# What you should do
Return every line of the entries below that contains the string "bottom". Case counts.

***** Provided records *****

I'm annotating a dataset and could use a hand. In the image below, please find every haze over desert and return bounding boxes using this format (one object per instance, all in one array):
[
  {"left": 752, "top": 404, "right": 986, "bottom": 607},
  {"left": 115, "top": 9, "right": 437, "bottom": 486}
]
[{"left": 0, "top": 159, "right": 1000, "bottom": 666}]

*****

# The completed task
  {"left": 752, "top": 404, "right": 986, "bottom": 607},
  {"left": 115, "top": 9, "right": 437, "bottom": 486}
[{"left": 0, "top": 159, "right": 1000, "bottom": 666}]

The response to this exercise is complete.